Set task:
Gather every line in the records below that contains the word "light" and copy each one in full.

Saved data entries
>> start

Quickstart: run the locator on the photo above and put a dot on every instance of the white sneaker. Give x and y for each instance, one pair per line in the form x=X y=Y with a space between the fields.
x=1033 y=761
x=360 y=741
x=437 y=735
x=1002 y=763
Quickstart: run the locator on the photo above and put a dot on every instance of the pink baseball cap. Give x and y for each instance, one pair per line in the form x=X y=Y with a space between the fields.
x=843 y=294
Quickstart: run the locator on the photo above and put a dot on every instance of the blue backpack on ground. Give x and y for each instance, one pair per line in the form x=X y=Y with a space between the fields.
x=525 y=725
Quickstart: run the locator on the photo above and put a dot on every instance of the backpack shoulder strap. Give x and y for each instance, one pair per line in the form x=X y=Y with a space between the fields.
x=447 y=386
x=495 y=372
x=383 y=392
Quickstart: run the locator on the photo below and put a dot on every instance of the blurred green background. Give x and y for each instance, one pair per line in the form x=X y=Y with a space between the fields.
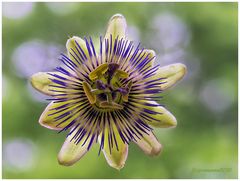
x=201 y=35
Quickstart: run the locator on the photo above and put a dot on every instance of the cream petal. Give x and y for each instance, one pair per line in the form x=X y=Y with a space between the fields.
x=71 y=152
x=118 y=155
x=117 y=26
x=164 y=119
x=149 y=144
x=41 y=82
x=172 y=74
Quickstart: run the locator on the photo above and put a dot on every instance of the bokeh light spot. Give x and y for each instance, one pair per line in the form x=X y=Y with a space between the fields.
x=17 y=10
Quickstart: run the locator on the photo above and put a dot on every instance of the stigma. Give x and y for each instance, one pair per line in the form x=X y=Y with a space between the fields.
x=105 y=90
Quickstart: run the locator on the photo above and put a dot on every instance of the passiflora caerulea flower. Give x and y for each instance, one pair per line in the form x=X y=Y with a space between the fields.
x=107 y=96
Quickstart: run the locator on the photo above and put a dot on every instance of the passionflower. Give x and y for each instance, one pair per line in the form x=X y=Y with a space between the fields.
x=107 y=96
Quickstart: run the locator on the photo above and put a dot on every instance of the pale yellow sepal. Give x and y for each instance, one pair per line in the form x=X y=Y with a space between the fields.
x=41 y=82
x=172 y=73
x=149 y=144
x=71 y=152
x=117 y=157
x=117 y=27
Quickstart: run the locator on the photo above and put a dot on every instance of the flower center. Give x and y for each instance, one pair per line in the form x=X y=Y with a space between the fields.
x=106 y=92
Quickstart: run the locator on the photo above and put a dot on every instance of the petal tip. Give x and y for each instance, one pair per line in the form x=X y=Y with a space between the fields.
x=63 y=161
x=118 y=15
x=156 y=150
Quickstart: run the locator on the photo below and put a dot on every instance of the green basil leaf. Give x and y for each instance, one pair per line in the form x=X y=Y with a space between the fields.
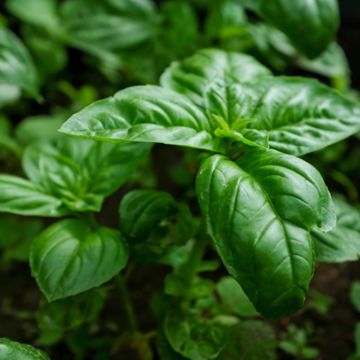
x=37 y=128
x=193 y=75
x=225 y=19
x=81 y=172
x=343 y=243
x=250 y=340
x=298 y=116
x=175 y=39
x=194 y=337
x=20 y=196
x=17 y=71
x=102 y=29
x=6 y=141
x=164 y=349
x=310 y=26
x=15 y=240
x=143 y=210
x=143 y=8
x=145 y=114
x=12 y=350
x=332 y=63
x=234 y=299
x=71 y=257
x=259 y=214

>> end
>> start

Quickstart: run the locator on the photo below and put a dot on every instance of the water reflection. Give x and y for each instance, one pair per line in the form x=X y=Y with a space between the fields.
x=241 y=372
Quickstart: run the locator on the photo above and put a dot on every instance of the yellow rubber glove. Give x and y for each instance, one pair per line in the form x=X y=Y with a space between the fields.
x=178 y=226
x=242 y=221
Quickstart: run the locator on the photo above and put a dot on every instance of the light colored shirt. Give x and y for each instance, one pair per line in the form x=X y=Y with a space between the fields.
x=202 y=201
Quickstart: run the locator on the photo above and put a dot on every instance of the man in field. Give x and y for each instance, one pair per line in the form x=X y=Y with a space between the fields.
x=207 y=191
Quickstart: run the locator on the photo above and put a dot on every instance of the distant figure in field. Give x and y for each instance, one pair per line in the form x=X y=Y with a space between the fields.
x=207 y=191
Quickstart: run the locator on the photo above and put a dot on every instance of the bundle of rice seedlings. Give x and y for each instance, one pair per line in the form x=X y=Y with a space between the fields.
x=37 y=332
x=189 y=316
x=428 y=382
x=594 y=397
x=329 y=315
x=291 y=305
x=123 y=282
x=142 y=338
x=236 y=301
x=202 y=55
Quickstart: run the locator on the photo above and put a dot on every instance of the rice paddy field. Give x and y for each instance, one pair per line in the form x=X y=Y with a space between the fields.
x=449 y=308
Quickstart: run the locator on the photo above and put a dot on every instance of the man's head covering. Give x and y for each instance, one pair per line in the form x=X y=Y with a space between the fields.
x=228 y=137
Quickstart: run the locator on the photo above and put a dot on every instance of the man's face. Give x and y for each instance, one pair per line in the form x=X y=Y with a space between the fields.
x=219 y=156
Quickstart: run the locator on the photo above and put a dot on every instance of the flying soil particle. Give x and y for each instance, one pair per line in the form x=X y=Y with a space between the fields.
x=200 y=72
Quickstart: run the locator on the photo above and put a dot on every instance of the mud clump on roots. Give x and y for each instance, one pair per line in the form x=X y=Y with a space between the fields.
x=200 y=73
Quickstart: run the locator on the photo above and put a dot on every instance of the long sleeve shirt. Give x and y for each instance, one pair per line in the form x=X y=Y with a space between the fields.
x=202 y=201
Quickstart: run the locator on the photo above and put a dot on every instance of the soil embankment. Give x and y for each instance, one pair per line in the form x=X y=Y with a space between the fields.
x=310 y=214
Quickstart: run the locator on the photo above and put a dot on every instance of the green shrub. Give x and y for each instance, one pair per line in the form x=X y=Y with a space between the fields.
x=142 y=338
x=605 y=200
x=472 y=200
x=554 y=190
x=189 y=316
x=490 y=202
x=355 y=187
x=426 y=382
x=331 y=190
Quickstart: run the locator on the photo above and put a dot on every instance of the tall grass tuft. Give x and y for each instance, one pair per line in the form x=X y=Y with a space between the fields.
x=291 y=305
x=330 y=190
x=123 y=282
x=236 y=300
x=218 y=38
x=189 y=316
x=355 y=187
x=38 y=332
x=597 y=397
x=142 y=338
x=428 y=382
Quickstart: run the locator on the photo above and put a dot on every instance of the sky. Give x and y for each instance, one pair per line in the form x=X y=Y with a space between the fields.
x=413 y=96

>> end

Output of the task:
Quickstart: run the locator on the photo above and put a dot on every instance of the bokeh light spot. Give x and y for each instance, one pair per line in the form x=X y=Y with a space between the fields.
Quickstart: run the locator on the photo above and put a dot on every instance of the light colored shirt. Give x and y for each instance, one pair per line in the form x=X y=Y with a space between the fields.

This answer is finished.